Nietzsche postula –Así habló Zaratustra– que el hombre tiene que sobreponerse a lo establecido y centrarse en los valores que tienen que ver con él, criticar las imposiciones sin cambiar lo que es bueno y buscar su autenticidad en los valores que entiende. Sin pretender endiosarse, tal vez el hombre tenga que expulsar de sí ciertos valores que pertenecen a Dios, y afrontar con fuerza su modesta labor creativa y de dignificación de la propia vida. La voluntad de poder es poder sobre sí mismo, no sobre otros, porque el reto de cada hombre es construir el ser excepcional que está llamado a ser. En definitiva, Nietzsche pide más autenticidad original y menos grandiosidad alienada.

Esta tarea puede ser también camino para construir Patria sin complejos, porque valores inteligibles y mentores que los ejerzan hay por doquier, en todos los tiempos y ámbitos. Algunos, universales. Vamos a buscar algunos en nuestro pasado remoto y próximo.
•••••
- **Problemas y tareas**:
a. Repite todo el fragmento, desde "Esta tarea puede" hasta "remoto y próximo.", sin alterar nada.
b. Responde estas preguntas según lo que afirma el fragmento.
(i) ¿Qué obra de Nietzsche se menciona?
(ii) ¿Sobre quién es la voluntad de poder?
(iii) ¿Dónde hay valores inteligibles y mentores que los ejerzan?
Los datos no son necesarios para resolver ninguna de las tareas.
•••••
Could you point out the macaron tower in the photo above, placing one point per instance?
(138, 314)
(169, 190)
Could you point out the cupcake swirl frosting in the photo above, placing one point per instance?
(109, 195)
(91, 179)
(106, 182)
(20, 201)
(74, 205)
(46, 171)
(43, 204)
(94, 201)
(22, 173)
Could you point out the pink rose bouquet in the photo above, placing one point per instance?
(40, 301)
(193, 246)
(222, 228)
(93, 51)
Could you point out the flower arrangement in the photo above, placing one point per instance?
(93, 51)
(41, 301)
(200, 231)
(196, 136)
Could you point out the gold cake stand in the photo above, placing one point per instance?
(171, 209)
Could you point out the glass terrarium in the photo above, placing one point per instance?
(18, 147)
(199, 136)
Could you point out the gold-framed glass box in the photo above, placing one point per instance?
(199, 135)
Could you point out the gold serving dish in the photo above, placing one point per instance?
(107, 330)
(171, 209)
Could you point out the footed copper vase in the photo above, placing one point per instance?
•••••
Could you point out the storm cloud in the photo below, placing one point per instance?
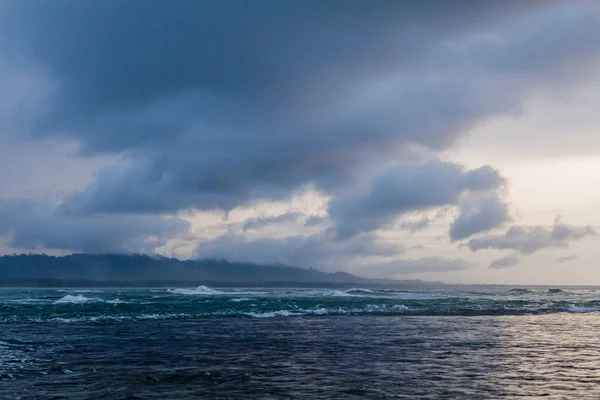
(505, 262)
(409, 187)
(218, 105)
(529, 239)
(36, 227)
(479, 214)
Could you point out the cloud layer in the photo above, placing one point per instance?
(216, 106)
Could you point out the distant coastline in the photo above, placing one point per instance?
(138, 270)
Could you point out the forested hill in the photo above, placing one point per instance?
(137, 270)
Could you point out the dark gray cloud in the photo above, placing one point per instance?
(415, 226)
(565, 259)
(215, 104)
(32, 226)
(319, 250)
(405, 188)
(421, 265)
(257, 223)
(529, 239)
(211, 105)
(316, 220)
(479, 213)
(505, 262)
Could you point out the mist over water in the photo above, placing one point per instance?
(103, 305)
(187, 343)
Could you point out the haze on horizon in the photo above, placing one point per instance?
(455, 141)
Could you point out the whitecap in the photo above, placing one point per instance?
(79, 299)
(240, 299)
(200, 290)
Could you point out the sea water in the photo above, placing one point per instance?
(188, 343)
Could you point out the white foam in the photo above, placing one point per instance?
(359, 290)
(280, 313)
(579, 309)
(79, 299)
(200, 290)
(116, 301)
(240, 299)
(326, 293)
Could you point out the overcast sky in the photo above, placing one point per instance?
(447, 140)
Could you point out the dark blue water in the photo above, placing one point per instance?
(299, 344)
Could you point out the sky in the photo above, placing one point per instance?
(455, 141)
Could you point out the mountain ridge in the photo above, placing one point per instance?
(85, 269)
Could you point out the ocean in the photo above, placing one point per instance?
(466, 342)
•••••
- **Resultados del ejercicio**:
a.
Esta tarea puede ser también camino para construir Patria sin complejos, porque valores inteligibles y mentores que los ejerzan hay por doquier, en todos los tiempos y ámbitos. Algunos, universales. Vamos a buscar algunos en nuestro pasado remoto y próximo.

b.
(i) Así habló Zaratustra.
(ii) Sobre sí mismo, no sobre otros.
(iii) Por doquier, en todos los tiempos y ámbitos.